Dataset items
.....
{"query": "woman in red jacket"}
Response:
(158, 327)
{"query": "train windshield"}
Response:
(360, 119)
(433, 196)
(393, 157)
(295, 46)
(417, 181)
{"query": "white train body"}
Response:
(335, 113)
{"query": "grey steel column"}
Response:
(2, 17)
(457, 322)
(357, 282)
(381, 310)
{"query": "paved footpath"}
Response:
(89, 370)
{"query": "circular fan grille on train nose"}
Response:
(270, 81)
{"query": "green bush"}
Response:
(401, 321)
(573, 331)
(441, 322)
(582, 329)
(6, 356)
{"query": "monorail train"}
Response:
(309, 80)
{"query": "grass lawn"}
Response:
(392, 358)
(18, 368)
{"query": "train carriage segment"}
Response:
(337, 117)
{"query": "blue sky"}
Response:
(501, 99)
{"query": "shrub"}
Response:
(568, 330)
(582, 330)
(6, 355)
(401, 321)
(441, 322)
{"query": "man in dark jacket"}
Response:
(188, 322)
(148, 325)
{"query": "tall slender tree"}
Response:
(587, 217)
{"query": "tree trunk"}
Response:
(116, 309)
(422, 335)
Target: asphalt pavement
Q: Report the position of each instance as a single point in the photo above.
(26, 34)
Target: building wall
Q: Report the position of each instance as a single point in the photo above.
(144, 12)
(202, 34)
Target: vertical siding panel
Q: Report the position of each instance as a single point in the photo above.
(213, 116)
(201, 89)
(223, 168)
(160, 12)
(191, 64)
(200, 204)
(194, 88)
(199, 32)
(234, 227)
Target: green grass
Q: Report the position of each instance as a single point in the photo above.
.....
_Exercise directions_
Each line of the records above should be copied exactly.

_Written answer_
{"query": "woman in red jacket"}
Response:
(158, 327)
{"query": "train windshield"}
Response:
(360, 119)
(433, 196)
(393, 157)
(295, 46)
(417, 181)
{"query": "white train body"}
Response:
(335, 113)
{"query": "grey steel column"}
Response:
(2, 17)
(457, 322)
(357, 282)
(381, 310)
{"query": "paved footpath"}
Response:
(89, 370)
{"query": "circular fan grille on train nose"}
Response:
(270, 81)
{"query": "green bush"}
Response:
(401, 321)
(573, 331)
(441, 322)
(582, 329)
(6, 356)
{"query": "monorail train"}
Response:
(309, 80)
{"query": "grass lawn"}
Response:
(392, 358)
(18, 368)
{"query": "train carriage segment"}
Response:
(337, 117)
{"query": "blue sky"}
Response:
(501, 99)
{"query": "shrub"}
Response:
(568, 330)
(582, 330)
(6, 355)
(401, 321)
(441, 322)
{"query": "man in dark jacket"}
Response:
(188, 322)
(148, 325)
{"query": "tall slender tree"}
Response:
(587, 217)
{"query": "tree trunk"}
Response:
(116, 309)
(422, 335)
Target: asphalt pavement
Q: Report the position of each instance as a single point in the photo above.
(26, 34)
Target: building wall
Q: Report the position of each instance as a single point in the photo above.
(144, 12)
(202, 34)
Target: vertical siding panel
Q: Report the position of each instance as a single point in the photo above.
(213, 116)
(201, 89)
(223, 168)
(160, 12)
(191, 64)
(200, 204)
(194, 88)
(199, 32)
(234, 227)
Target: green grass
Q: Report the position of each instance as a single point in the photo above.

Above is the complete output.